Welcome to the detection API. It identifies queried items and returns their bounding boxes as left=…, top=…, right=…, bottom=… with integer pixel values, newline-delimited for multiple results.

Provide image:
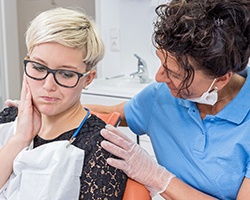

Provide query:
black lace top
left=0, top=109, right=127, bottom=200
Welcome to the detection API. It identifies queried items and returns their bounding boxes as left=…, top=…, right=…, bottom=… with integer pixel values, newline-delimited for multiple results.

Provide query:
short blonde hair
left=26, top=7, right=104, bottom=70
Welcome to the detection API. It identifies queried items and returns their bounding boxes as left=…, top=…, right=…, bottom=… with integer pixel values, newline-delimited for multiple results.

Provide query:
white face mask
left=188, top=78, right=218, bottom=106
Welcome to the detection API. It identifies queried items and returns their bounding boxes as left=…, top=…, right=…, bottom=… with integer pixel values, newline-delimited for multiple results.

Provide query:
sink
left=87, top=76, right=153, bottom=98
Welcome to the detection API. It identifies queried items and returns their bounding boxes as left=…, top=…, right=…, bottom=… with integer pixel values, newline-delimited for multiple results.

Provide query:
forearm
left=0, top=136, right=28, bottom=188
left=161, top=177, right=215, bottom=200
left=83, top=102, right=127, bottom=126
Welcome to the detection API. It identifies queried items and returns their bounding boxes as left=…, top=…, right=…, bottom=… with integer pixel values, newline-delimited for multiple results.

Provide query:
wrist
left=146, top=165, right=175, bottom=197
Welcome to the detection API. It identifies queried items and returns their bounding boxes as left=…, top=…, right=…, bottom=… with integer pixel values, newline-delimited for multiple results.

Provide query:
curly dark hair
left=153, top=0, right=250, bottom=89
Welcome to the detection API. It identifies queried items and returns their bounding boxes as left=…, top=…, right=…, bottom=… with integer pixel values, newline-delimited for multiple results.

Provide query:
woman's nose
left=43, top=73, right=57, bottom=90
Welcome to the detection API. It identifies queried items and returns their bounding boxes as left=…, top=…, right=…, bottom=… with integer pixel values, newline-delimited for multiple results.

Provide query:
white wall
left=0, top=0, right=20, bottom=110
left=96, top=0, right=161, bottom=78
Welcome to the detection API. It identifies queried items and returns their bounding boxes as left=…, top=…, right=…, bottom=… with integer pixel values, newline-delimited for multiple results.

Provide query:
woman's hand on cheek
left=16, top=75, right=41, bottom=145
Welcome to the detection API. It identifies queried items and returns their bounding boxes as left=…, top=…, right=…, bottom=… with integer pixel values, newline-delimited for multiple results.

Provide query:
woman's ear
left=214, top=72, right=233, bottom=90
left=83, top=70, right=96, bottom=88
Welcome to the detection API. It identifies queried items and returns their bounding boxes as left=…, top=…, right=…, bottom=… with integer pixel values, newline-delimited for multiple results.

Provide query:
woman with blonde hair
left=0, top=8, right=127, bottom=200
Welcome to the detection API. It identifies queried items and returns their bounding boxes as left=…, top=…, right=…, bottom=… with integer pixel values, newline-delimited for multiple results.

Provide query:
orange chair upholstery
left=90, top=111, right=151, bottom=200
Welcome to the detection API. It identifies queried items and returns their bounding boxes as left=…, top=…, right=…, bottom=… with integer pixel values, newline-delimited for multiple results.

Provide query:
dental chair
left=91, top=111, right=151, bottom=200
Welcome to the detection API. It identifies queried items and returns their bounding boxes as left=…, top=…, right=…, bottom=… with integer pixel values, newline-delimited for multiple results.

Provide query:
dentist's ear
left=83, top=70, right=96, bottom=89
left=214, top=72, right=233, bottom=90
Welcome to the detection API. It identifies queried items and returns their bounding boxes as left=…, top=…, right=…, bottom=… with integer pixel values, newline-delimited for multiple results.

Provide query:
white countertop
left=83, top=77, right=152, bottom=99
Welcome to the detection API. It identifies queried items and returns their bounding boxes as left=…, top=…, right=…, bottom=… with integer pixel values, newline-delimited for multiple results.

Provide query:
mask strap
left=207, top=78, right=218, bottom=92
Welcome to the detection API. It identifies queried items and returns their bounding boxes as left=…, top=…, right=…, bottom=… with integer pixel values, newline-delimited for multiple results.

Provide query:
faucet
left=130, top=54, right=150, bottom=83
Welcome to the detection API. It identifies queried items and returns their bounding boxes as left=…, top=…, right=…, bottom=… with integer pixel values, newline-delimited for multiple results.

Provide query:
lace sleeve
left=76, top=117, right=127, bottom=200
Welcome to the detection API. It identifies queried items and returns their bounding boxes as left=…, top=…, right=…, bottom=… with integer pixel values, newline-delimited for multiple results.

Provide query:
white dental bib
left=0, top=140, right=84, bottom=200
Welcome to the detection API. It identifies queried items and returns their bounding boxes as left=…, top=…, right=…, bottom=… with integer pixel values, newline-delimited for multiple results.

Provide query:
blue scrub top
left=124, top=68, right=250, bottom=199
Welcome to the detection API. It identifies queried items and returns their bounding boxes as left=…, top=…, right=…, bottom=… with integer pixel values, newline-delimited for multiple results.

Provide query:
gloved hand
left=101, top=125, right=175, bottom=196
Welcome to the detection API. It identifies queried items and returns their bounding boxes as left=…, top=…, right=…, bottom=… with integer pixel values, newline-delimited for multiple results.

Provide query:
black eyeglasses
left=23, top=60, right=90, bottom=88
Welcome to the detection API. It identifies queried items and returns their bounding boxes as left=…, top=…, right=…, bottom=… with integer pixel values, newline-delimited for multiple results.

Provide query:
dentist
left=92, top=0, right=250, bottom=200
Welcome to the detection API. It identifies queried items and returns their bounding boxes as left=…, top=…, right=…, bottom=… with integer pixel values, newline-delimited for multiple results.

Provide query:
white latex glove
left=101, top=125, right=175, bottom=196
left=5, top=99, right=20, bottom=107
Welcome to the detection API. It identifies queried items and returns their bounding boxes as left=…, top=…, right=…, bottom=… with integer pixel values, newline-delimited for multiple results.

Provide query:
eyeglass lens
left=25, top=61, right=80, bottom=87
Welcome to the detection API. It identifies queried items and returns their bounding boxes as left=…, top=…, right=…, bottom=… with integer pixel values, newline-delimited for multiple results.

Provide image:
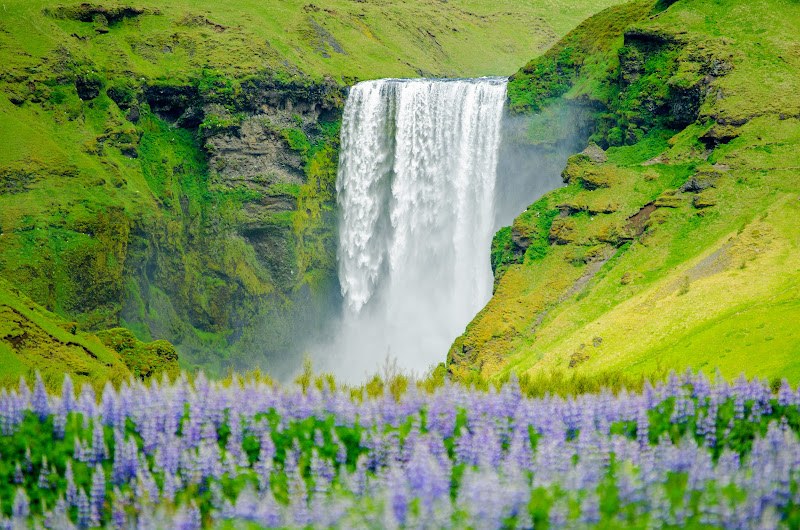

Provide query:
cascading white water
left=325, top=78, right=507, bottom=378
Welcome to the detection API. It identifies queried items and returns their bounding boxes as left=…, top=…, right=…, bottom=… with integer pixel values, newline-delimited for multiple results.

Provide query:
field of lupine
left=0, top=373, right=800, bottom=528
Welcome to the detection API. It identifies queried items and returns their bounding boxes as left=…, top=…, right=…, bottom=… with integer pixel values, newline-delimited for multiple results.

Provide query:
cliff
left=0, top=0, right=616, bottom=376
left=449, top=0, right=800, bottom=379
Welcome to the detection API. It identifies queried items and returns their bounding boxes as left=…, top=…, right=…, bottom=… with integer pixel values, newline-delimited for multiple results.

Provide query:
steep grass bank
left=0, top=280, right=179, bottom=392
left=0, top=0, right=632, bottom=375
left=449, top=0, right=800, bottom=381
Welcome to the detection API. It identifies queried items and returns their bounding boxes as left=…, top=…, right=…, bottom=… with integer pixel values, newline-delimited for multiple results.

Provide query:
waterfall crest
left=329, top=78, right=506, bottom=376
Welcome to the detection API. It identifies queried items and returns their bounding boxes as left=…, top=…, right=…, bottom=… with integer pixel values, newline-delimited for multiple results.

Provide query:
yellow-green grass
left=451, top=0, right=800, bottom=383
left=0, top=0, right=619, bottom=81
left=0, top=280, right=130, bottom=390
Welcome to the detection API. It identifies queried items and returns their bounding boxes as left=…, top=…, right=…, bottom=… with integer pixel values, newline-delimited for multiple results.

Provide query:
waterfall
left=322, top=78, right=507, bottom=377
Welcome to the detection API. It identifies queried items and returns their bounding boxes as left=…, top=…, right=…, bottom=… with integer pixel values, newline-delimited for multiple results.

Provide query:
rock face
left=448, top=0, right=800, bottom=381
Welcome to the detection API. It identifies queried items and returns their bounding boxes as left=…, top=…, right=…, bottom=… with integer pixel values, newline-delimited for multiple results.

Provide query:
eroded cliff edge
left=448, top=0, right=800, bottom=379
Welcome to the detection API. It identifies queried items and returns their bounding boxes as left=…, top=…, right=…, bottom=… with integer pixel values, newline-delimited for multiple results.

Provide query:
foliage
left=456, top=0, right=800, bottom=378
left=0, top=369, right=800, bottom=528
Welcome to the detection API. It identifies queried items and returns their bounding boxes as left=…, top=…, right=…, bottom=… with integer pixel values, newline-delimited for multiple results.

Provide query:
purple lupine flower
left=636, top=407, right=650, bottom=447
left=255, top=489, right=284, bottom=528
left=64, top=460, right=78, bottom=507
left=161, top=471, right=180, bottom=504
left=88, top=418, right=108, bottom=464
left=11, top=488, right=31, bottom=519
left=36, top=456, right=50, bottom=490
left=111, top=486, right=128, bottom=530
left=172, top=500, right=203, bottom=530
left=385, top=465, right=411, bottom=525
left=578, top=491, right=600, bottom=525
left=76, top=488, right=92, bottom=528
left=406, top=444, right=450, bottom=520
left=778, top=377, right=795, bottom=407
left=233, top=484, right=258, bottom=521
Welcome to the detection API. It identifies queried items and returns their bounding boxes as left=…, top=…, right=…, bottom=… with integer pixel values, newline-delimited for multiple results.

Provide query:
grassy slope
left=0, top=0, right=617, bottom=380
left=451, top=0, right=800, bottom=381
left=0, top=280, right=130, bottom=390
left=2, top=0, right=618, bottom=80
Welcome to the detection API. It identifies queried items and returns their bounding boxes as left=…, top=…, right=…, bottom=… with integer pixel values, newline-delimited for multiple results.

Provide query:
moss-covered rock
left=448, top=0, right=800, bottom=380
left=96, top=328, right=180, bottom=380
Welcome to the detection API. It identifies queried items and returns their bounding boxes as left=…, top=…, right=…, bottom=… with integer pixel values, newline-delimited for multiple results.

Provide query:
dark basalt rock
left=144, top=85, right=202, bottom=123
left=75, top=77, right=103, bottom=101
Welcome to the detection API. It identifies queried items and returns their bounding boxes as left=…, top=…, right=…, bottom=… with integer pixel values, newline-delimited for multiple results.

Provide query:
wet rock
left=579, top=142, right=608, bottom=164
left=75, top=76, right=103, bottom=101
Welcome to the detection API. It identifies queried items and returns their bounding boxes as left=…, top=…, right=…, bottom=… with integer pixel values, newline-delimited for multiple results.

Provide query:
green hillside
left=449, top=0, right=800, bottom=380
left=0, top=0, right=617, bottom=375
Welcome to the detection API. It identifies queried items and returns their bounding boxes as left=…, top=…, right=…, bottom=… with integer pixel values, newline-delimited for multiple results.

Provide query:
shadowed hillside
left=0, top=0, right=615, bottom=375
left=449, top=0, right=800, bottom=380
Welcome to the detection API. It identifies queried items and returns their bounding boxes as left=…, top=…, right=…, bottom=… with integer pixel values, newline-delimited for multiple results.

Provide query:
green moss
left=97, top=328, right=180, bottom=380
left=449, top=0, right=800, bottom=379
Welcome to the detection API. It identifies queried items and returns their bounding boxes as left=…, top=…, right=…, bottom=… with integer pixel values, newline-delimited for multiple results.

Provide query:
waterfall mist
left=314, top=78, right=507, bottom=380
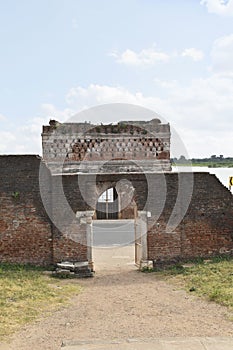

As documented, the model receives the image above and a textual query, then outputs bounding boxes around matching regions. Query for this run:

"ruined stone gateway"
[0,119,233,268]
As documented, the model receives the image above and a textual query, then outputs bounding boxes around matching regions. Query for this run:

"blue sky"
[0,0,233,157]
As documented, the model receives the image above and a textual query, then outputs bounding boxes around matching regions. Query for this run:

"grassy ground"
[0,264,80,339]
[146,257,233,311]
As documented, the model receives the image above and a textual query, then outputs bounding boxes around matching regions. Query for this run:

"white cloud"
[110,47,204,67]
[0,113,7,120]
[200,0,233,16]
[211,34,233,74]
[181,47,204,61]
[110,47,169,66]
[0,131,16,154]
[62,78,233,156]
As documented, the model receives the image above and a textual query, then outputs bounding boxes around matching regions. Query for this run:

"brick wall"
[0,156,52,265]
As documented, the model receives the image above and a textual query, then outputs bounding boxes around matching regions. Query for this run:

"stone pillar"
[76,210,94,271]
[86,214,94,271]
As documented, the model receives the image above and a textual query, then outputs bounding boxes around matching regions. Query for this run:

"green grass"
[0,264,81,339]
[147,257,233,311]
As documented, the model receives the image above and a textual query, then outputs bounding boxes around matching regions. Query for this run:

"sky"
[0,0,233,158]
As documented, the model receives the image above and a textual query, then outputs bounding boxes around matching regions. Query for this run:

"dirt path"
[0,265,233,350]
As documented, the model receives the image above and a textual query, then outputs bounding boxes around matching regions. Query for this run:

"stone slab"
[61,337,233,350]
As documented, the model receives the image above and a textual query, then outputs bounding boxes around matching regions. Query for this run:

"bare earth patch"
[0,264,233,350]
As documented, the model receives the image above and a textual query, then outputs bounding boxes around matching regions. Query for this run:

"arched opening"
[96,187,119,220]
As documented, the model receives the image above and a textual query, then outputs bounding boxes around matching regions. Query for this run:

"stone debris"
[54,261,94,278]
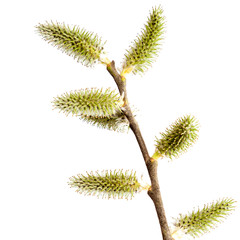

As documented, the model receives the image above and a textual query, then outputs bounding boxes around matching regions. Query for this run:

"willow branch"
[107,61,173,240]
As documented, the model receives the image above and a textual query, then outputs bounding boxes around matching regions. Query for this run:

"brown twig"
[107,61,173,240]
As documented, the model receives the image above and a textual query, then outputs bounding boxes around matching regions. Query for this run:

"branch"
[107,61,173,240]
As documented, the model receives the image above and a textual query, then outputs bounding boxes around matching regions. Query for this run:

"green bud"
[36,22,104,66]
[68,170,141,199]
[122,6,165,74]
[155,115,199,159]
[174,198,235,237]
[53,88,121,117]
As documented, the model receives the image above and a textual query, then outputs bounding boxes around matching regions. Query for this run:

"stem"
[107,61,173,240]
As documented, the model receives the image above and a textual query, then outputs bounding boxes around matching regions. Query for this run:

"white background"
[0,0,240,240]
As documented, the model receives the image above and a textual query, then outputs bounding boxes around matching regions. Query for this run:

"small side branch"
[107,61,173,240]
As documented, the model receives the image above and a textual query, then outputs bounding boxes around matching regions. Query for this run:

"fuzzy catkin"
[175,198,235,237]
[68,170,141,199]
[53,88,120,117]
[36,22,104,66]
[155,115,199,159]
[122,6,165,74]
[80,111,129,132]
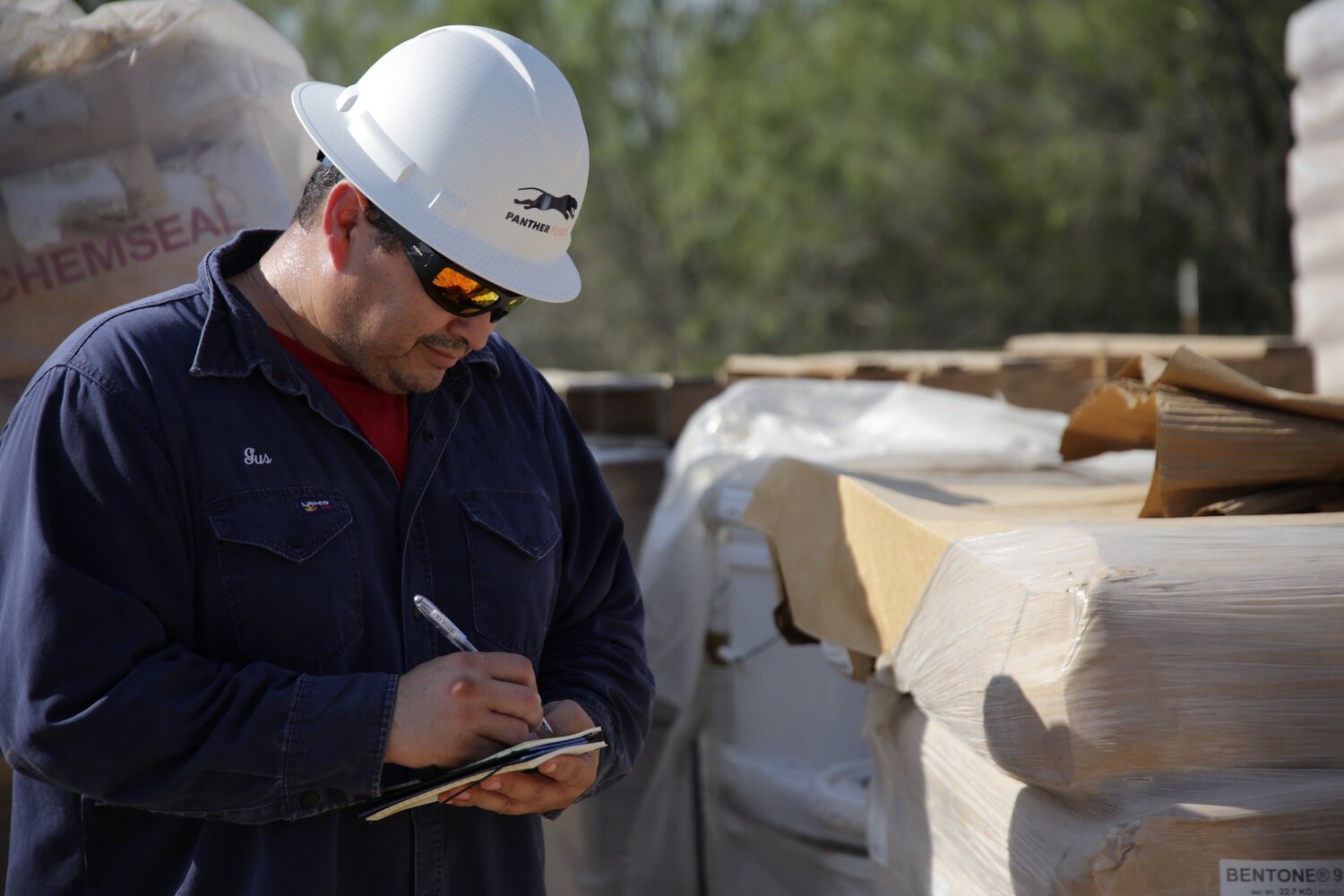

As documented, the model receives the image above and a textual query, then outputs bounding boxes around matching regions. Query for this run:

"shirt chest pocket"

____________

• _GOAL_: Reproduce the data word for word, from its first line up to and including the line with "left=188, top=78, right=218, bottom=106". Leave the pictures out of your answer.

• _SOLUTION TO THE PROBLEM_:
Welcome to the detection API. It identifies queried items and returns their bounding boxes as left=…, top=…, right=…, bottom=… with integer pixel values, newline-delimited for multiple results.

Provide image:

Provide query:
black lace top
left=0, top=109, right=127, bottom=200
Welcome to the detection API. It identifies queried items and returns their bounding boxes as left=…, top=…, right=…, bottom=… with integer pixel values, newline-delimited for multiple results.

Provide query:
short blonde hair
left=26, top=7, right=104, bottom=70
Welcome to the detection API. It identifies queried items and returns their bounding boxes as left=…, top=…, right=…, bottom=… with integer pixel values, newline-delimited for multiple results.

Provide query:
white face mask
left=188, top=78, right=218, bottom=106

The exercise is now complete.